→ Dataset rows on where objects appear
□ □ □ □ □ □ □

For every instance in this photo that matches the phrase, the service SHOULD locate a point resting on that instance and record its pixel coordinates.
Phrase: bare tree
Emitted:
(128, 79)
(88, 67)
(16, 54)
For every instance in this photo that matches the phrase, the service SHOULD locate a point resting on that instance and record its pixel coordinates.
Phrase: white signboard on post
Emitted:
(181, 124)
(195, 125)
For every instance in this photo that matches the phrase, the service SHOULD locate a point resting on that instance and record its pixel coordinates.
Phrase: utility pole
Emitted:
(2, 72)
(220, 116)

□ □ □ □ □ □ □

→ To do
Put every line of the records above into a numbered list, omitting any blank lines.

→ Exercise solution
1. For every instance in this photo that matches the phrase, the service SHOULD locate a point resting on that instance and record its pixel coordinates.
2. Phrase: bare tree
3. Emitted:
4. (128, 79)
5. (88, 67)
6. (16, 54)
7. For every instance in this photo that matches the phrase, the service SHOULD locate a point resting on that instance and record its pixel coordinates.
8. Phrase: white signboard on post
9. Emitted:
10. (181, 124)
11. (195, 125)
12. For every instance in this photo that matches the phrase, the service SHOULD locate a point resting on that instance and record its pixel coordinates.
13. Phrase: utility pole
14. Emitted:
15. (2, 72)
16. (220, 116)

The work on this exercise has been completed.